Supplied material ::
......

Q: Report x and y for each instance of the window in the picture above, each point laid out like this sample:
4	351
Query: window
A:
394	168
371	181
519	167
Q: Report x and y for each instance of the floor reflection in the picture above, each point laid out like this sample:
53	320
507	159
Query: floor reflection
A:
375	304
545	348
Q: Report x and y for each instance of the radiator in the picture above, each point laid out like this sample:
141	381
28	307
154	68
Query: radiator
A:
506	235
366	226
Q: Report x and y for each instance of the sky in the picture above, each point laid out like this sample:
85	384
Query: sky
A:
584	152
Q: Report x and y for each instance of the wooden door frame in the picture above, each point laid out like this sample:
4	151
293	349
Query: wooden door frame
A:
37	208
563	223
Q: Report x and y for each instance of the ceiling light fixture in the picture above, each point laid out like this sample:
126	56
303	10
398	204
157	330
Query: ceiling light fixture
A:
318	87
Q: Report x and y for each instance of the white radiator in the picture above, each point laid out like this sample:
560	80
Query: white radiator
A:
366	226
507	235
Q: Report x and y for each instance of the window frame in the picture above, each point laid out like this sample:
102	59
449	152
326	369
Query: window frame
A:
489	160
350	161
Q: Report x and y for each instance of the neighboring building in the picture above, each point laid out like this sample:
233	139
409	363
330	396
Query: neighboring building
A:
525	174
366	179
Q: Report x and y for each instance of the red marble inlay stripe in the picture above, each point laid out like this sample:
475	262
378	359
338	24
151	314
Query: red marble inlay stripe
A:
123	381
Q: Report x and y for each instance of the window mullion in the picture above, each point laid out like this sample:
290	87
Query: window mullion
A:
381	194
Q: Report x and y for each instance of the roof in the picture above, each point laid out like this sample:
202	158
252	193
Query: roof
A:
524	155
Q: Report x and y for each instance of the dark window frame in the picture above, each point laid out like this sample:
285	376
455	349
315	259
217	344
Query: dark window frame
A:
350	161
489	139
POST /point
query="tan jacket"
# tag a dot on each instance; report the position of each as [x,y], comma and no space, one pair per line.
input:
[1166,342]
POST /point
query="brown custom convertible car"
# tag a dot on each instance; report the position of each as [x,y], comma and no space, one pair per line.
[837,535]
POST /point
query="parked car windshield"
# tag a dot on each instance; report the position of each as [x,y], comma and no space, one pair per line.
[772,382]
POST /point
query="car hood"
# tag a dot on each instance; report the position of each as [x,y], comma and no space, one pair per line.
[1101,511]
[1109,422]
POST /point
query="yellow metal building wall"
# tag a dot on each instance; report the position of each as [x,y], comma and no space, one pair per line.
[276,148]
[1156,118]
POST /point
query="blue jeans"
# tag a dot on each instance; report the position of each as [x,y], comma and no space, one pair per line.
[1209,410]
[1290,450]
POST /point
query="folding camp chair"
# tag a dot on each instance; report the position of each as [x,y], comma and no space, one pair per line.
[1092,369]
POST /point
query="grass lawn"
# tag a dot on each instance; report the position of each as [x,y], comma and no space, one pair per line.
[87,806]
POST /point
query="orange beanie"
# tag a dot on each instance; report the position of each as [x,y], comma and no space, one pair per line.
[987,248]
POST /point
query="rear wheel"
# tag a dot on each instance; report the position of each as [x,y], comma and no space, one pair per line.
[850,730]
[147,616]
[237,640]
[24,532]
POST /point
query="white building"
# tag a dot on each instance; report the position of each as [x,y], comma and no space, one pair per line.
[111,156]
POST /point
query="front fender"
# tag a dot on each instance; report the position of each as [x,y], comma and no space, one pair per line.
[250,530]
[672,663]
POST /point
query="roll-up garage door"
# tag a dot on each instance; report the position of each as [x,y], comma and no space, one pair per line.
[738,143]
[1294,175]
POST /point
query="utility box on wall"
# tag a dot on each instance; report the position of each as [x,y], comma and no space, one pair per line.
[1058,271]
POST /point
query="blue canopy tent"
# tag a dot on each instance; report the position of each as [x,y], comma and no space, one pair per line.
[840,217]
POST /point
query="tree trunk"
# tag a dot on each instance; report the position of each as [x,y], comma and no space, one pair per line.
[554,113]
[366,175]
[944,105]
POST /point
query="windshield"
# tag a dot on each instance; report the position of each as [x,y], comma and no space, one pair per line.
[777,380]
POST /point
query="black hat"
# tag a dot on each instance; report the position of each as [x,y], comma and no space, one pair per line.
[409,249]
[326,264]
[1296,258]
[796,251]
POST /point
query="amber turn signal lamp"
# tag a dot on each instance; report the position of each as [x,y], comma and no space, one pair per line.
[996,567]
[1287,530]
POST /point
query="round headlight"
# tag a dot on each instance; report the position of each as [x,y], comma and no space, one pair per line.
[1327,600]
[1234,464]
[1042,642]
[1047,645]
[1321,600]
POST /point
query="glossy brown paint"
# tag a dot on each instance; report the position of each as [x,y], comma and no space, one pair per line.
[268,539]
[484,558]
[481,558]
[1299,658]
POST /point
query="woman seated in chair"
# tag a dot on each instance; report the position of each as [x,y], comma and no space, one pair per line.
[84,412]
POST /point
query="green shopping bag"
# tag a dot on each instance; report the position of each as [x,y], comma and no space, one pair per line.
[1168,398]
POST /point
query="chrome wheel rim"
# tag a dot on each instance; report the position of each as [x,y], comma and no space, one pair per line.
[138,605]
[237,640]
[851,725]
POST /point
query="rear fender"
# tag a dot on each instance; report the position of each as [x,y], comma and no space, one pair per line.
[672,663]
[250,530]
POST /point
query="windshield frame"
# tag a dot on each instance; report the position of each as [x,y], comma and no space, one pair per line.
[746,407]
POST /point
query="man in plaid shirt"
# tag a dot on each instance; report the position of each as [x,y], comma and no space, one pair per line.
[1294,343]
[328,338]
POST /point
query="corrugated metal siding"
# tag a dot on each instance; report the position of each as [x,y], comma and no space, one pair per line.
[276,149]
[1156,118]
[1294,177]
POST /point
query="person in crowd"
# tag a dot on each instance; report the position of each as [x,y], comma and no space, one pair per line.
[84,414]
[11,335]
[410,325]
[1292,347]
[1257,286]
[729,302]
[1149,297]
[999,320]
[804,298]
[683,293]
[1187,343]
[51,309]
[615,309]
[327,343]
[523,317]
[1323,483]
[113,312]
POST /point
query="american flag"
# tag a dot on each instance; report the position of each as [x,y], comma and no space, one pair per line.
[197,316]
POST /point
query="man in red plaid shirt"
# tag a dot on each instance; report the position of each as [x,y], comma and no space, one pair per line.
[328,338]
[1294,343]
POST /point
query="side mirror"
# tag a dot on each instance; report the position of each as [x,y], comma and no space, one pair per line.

......

Write out each line of the data above again, exactly as given.

Q: Report x and y for each instance of the window in the picture above, each point laid out like this sample:
4	351
Query: window
A:
394	168
371	181
519	167
Q: Report x and y for each instance of the floor reflection in the picture above, each point laid out like this sample:
53	320
507	159
Query: floor reflection
A:
375	304
545	348
Q: Report x and y for each instance of the radiator in the picture above, each point laid out like this sample:
141	381
28	307
154	68
Query: radiator
A:
506	235
366	226
Q: Report x and y for each instance of the sky in the picture above, each point laid out like this sample:
85	384
Query: sky
A:
584	152
Q: Report x and y for each instance of the wooden door frame in the picture above, each point laid out like this sample:
4	151
293	349
Query: wooden door frame
A:
37	208
563	223
Q: Report x and y for each instance of the ceiling light fixture in the picture above, each point laid out like this sample:
126	56
303	10
398	204
157	330
Query: ceiling light fixture
A:
318	87
Q: Report x and y for each instance of the white radiator in the picture above, each point laid out like this sample:
560	80
Query: white radiator
A:
366	226
507	235
Q: Report x and y for each instance of the window frame in the picture above, each point laid out like this sample:
102	59
449	152
326	369
Query: window frame
A:
489	160
350	161
Q: Report x and y for each instance of the neighboring building in the picture above, each point laid out like this sample:
233	139
409	363
330	396
Query: neighboring building
A:
525	174
366	179
Q: Report x and y for each instance of the red marble inlay stripe in the picture above, each point laid out like this sample:
475	262
378	359
338	24
151	314
Query: red marble inlay stripe
A:
123	381
Q: Report x and y for each instance of the window mullion in the picture above, each point laid out like this sample:
290	87
Query: window mullion
A:
381	194
Q: Report x and y for each instance of the roof in the picture above, each point laid out like this sample:
202	158
252	193
Query: roof
A:
524	155
Q: Report x and y for each instance of the dark window frame in the picture above, each point laid out like this sample:
285	376
455	349
315	259
217	344
Query: dark window frame
A:
350	161
489	139
POST /point
query="tan jacket"
# tag a dot on each instance; report the position of each as [x,y], comma and no space, one pair per line.
input:
[1166,342]
POST /point
query="brown custom convertible car"
# tag a dot on each instance; report the position of each as [x,y], comma and no space, one pair per line.
[837,535]
POST /point
query="parked car windshield"
# tag a dot on each instance; report the position of each as [x,y], comma and no space, one pair per line.
[772,382]
POST /point
query="car hood"
# tag a dot on each instance; report the position of each as [x,y], comma and no space, one pair per line.
[1101,511]
[1109,422]
POST /point
query="yellow metal building wall"
# tag a dot on each instance; report the position of each as [x,y], comma and no space, one pair per line.
[276,148]
[1156,118]
POST /point
query="blue jeans"
# tag a dot on each instance; report the position of each as [x,y], comma and no space, one pair per line.
[1209,410]
[1290,450]
POST /point
query="folding camp chair"
# tag a dot on each instance; report the position of each as [x,y], comma and no space, one pair per line.
[1092,369]
POST /point
query="grass lawn"
# tag a dot on each instance; report the position of each as [x,y], comma and no space, one pair per line.
[87,806]
POST /point
query="orange beanie"
# tag a dot on each instance; report the position of each as [x,y], comma and no space, one pair per line.
[987,248]
POST /point
query="rear wheel"
# tag a dot on each instance; report the position of each as [x,y], comma and no space, one pair per line.
[850,730]
[147,616]
[237,640]
[24,532]
POST /point
query="white building"
# tag a dot on each instance; report the position of each as [x,y], comma and no space, one pair per line.
[111,156]
POST /point
query="front fender"
# tag a dot on each instance; report the position of each as [x,y], comma and no space, one pair per line.
[250,530]
[672,663]
POST /point
query="roll-up garage door"
# tag a dot on each instance; report the position of each as [x,y], comma and no space, one pair per line.
[738,143]
[1294,175]
POST /point
query="utility box on wall"
# tag a dot on each instance; report the position of each as [x,y], comma and no space, one pair per line.
[1058,271]
POST /point
query="blue canopy tent"
# tag a dot on each instance; report the position of each as [x,y], comma and no space, one pair per line.
[840,217]
POST /point
query="tree trunk"
# tag a dot on each instance; report the position of each as [x,y], comma and no space, one pair per line.
[554,113]
[366,175]
[944,105]
POST /point
query="windshield"
# tag a dot on each instance; report the position of each as [x,y], comma and no space, one pair per line.
[777,380]
POST /point
query="black hat"
# tag a dot on each instance; report the position of each as [x,y], comma and no space, one pair per line.
[409,249]
[326,264]
[1296,258]
[796,251]
POST /point
query="amber turn signal lamp"
# tag a dot on each instance; report the position of each as [x,y], comma and no space, one pair per line.
[996,567]
[1287,530]
POST /point
query="round headlight"
# tag a dot on each instance; report the position of each as [x,y], comma and no space, one pair per line.
[1327,600]
[1234,464]
[1042,642]
[1047,645]
[1321,600]
POST /point
query="glossy brown paint"
# tag a dot on each instance; report the position of each as [x,y], comma and no space, one pair per line.
[268,539]
[484,558]
[481,558]
[1299,658]
POST /point
query="woman seated in chair"
# tag a dot on each instance; report the position of each as [x,y], comma and no space, one pair per line.
[84,412]
POST /point
query="green shopping bag"
# tag a dot on each instance; report the position of each as [x,y], comma and no space, one pair per line.
[1168,398]
POST /point
query="chrome wheel rim"
# tag a dot on each instance; report the position of each as [x,y], comma and no space, one pair per line.
[138,605]
[237,640]
[851,725]
POST /point
query="rear fender"
# tag a dot on each instance; report the position of each as [x,y], comma and no space, one pair per line.
[672,663]
[250,530]
POST /point
query="windshield frame"
# tag a dot on each instance; report the position of each as [x,y], comma and no space, one pair per line.
[746,407]
POST /point
query="man in plaid shirt"
# tag a dot on each instance; report the position of each as [x,y], comma and no space, one pair per line.
[1294,343]
[328,338]
POST /point
query="corrugated metal siding"
# tag a dot on each instance; report the position of each as [x,y], comma and no space, one pair per line.
[276,149]
[1156,118]
[1294,177]
POST /point
query="person in crowd"
# tag a dot on each instance; report the position of each as [x,y], comma and no space, one pair per line.
[84,414]
[11,335]
[410,325]
[1292,347]
[1257,286]
[729,302]
[1149,297]
[999,320]
[804,298]
[683,293]
[1187,343]
[51,309]
[615,309]
[327,343]
[523,317]
[1323,483]
[113,312]
POST /point
query="american flag"
# tag a dot on each instance; report the position of each as [x,y], comma and no space, one pair per line.
[197,316]
POST /point
query="man in red plaid shirt"
# tag a dot on each instance; report the position of each as [x,y], comma and no space, one pair per line.
[328,338]
[1294,343]
POST /point
query="side mirror"
# tag a dot on each instance; report the position of each as [x,y], comma and no space, one pair per line.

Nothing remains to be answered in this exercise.